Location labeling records

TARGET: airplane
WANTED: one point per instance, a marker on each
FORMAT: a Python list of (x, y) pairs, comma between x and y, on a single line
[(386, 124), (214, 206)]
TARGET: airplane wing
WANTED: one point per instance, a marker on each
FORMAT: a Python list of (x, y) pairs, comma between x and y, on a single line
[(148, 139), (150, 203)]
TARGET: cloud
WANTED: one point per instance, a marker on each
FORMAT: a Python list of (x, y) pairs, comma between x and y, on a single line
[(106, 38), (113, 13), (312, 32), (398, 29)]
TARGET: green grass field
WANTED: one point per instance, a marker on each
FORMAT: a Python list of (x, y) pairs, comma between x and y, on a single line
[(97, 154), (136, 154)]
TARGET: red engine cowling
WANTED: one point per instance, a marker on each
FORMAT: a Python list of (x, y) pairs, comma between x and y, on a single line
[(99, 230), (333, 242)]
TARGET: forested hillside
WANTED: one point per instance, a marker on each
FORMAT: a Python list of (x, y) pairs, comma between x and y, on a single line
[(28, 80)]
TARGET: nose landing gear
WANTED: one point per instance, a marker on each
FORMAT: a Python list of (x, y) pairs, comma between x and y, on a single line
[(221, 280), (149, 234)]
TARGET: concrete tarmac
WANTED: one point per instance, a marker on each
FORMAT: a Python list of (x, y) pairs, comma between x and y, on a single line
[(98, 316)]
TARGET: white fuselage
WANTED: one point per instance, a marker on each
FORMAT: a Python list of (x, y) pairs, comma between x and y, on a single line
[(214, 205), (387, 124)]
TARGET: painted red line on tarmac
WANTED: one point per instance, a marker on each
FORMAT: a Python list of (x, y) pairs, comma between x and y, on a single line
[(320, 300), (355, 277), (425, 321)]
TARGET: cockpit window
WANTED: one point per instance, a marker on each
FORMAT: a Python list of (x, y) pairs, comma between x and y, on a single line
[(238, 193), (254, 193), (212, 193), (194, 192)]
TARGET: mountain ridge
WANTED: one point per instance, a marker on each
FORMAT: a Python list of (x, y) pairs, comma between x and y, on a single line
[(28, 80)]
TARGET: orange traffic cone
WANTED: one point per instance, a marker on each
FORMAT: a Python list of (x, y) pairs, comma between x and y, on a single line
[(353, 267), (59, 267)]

**WHAT THE TASK REQUIRES**
Take the lines above from the one holding "TARGET: forested hillside" to the last and output them exactly.

**RESPONSE TO THIS EXERCISE**
TARGET: forested hillside
WANTED: one point per instance, a marker on each
FORMAT: a Python list of (x, y) pairs, comma between x and y, on a single line
[(28, 80)]
TARGET: nose landing gear
WANTED: one point per instance, a marker on each
FORMAT: a Python list of (x, y) pairs, comma between x and y, on a single line
[(221, 280), (149, 234)]
TARGET: concrete tarmac
WANTED: one point per instance, a marker on each
FORMAT: a Python list of (x, y) pairs, comma between x and y, on a single line
[(98, 316)]
TARGET: white fuselage
WANTED: one point per instance, a marker on each
FORMAT: a Python list of (x, y) pairs, comma between x and y, on a single line
[(214, 205), (387, 124)]
TARGET: painted red line on tarmac
WANTED: one point per instance, a marker on each
FORMAT: a Python list of (x, y) pairs, comma between x and y, on a single line
[(320, 300), (355, 277), (425, 321)]
TARGET: cockpit window
WANTED: one point per instance, a marker on each
FORMAT: a Python list of (x, y) pairs, comma between x and y, on a single line
[(238, 193), (254, 193), (212, 193), (194, 192)]
TARGET: mountain ridge
WANTED: one point per instance, a marker on each
FORMAT: a Python list of (x, y) pairs, comma between x and y, on a single line
[(28, 80)]
TARGET: orange traffic cone
WANTED: one point per instance, a marker on each
FORMAT: a Python list of (x, y) pairs, comma between x and y, on a single line
[(353, 267), (59, 267)]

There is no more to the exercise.